Exercise requirements: Quote the lines of the data below verbatim, beginning at the line that contains "Prompt: place one marker on each instance of the boy in" and ending at the last line, both included, and excluding pictures.

Data to process:
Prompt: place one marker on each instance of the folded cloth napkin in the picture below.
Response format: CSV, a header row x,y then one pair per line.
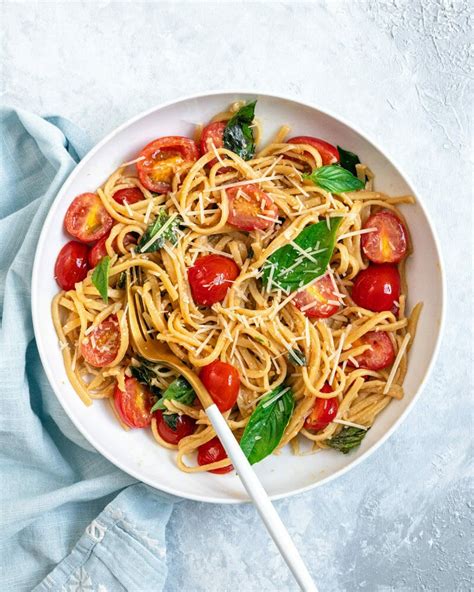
x,y
53,482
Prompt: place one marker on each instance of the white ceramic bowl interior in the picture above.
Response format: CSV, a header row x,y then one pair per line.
x,y
135,451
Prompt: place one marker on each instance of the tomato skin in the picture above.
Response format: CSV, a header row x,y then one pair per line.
x,y
243,212
329,153
213,451
86,218
389,243
161,159
99,348
213,132
134,404
185,426
377,288
71,265
380,356
318,293
223,383
210,278
130,195
323,412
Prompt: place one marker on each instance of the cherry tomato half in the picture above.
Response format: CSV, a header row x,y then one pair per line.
x,y
210,278
223,382
134,404
320,295
86,218
101,345
130,195
212,134
388,244
377,288
213,451
185,426
329,153
382,353
162,158
246,206
323,412
71,265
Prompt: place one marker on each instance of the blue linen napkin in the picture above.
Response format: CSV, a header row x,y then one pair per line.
x,y
53,483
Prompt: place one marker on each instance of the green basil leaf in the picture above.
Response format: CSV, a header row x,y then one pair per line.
x,y
267,424
335,179
291,269
296,356
238,135
347,439
100,277
348,160
171,420
163,228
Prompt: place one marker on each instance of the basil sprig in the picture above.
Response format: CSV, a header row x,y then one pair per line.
x,y
164,228
348,160
238,135
335,179
347,439
317,241
100,277
267,424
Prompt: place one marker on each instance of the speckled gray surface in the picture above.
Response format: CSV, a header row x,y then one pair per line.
x,y
401,71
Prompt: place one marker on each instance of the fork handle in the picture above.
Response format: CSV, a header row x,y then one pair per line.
x,y
269,515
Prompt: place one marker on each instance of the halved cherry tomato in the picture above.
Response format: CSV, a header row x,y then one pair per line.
x,y
323,412
247,204
162,157
71,265
213,451
381,355
101,345
388,244
86,218
212,134
210,278
134,404
329,153
377,288
185,426
321,296
223,382
130,195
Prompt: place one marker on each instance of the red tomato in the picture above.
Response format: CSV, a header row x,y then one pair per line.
x,y
98,251
161,159
130,195
213,451
329,153
323,412
185,426
100,347
212,134
210,278
377,288
134,404
71,265
389,243
223,382
321,295
246,204
380,356
86,218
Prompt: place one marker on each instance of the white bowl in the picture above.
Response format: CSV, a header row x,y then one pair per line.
x,y
135,451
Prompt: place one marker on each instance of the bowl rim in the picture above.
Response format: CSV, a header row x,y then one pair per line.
x,y
202,95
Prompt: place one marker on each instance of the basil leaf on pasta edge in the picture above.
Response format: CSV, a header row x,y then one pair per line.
x,y
267,424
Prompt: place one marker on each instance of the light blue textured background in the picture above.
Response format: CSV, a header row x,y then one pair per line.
x,y
403,73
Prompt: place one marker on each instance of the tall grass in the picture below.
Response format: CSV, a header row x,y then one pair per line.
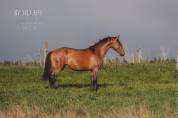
x,y
148,89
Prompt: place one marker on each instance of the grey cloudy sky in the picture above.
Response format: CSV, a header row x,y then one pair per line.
x,y
145,24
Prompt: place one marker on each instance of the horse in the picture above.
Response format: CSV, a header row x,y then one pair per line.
x,y
88,59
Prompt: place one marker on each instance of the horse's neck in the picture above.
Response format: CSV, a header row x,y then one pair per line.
x,y
102,50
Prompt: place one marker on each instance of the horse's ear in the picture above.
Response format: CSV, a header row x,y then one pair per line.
x,y
118,36
113,39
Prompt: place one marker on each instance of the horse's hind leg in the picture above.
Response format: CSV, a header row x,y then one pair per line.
x,y
94,79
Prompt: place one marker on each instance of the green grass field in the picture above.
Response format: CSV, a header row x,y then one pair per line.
x,y
151,86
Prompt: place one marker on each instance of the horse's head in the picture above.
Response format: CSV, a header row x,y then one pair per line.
x,y
117,45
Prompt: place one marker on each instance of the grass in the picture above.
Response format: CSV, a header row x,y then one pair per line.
x,y
123,88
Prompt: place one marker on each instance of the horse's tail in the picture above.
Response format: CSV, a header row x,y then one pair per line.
x,y
47,68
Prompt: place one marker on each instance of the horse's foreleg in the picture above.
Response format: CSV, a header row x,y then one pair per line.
x,y
94,79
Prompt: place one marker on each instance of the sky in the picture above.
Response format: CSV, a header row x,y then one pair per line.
x,y
145,24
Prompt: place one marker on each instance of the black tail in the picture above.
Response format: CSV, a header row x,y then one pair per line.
x,y
47,69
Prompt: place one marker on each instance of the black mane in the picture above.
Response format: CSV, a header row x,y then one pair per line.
x,y
99,43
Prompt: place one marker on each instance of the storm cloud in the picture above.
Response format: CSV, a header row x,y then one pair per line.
x,y
145,24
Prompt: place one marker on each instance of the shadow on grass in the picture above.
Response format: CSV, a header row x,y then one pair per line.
x,y
104,85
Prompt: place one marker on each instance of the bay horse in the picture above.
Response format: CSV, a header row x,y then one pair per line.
x,y
88,59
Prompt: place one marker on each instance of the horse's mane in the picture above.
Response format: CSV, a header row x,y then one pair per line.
x,y
99,43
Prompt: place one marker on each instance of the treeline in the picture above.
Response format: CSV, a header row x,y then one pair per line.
x,y
106,61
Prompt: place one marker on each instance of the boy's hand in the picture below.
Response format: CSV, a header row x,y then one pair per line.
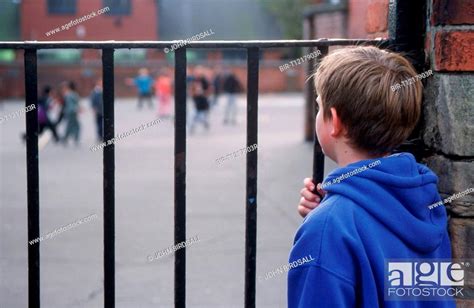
x,y
309,200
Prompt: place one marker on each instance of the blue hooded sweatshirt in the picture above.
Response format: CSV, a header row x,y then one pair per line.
x,y
374,214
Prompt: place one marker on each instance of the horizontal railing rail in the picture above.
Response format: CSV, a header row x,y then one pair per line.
x,y
190,44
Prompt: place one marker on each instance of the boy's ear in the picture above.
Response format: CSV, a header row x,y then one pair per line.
x,y
338,128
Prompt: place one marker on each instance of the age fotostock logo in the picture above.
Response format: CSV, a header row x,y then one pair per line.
x,y
425,279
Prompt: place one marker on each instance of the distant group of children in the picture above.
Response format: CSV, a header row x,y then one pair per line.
x,y
204,94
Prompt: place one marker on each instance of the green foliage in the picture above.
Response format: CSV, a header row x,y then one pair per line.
x,y
289,14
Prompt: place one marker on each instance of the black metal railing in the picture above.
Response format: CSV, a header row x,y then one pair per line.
x,y
253,48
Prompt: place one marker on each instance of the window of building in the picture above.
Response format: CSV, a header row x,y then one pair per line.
x,y
62,6
118,7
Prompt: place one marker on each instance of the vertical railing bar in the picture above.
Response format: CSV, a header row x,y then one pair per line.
x,y
180,178
32,172
251,190
318,155
109,178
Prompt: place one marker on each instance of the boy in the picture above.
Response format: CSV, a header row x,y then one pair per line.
x,y
376,214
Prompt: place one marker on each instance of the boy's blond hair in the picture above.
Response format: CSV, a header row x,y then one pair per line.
x,y
357,82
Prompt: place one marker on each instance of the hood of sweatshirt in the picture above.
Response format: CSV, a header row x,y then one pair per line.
x,y
395,189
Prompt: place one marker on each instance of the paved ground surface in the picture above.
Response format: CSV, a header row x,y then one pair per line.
x,y
71,188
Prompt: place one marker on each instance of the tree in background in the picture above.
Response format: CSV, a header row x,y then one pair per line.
x,y
289,14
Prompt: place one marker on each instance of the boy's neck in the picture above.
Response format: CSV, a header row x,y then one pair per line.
x,y
348,155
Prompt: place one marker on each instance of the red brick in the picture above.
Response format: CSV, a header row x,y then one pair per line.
x,y
453,12
141,24
454,51
377,16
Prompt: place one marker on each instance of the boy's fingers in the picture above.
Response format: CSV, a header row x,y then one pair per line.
x,y
320,190
310,205
308,195
308,183
303,211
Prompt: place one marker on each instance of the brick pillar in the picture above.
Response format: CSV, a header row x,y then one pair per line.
x,y
377,18
449,114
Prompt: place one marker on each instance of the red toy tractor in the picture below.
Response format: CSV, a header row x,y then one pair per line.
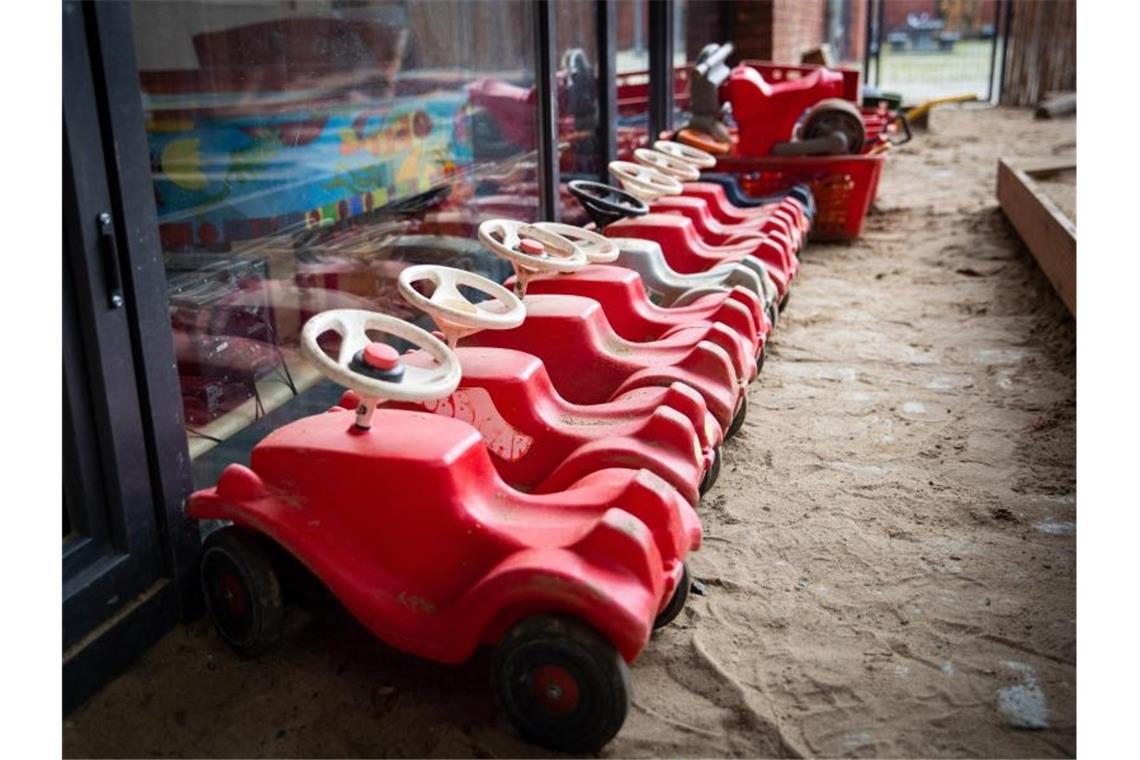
x,y
794,117
566,585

Exercise output:
Prompt: place one marker on each instance of the boy in the picture above.
Response format: CSV, a header row x,y then one pair per line.
x,y
376,214
Prompt: place one marker on each instance of the boy's blond hair in the picture above.
Response format: CSV, a header row x,y then one pair per line.
x,y
357,82
Prompt: place one marker on each instance of the hood of sweatshirt in the picture above.
Response format: CSV, a header row x,y then one pair per line.
x,y
395,189
Prompt: place one marker on each instance of the paved ground surface in the picture above.
Response format: CSV, a header row x,y then one pair per line.
x,y
71,188
Prompt: place one marker on each instance of the tree in background in the picture above.
Response format: CSV, a header row x,y then one pair per line.
x,y
289,14
Prompt: place one marker on each instance of the boy's neck in the picture above.
Response format: CSV, a header row x,y then one pair per line.
x,y
348,155
Prompt: place one marker on each instance of the red brick in the picture above.
Response format: CSV, a header row x,y then one pair per line.
x,y
453,12
141,24
454,51
377,16
Prompt: place one marker on each instance of the boy's fingers in the picture above.
Response format: CSV, a header row x,y then one pair per line.
x,y
320,190
310,205
308,195
308,183
303,211
Prompt: place one marker on each instance of the brick pillar in the picture above.
Response format: CSV, a header row x,y then one pair per line.
x,y
377,18
449,114
Prompt: place one marker on each instance of the red toy tractor in the picture below.
Response format: CSV, a header row x,y then one pair per line.
x,y
794,117
566,585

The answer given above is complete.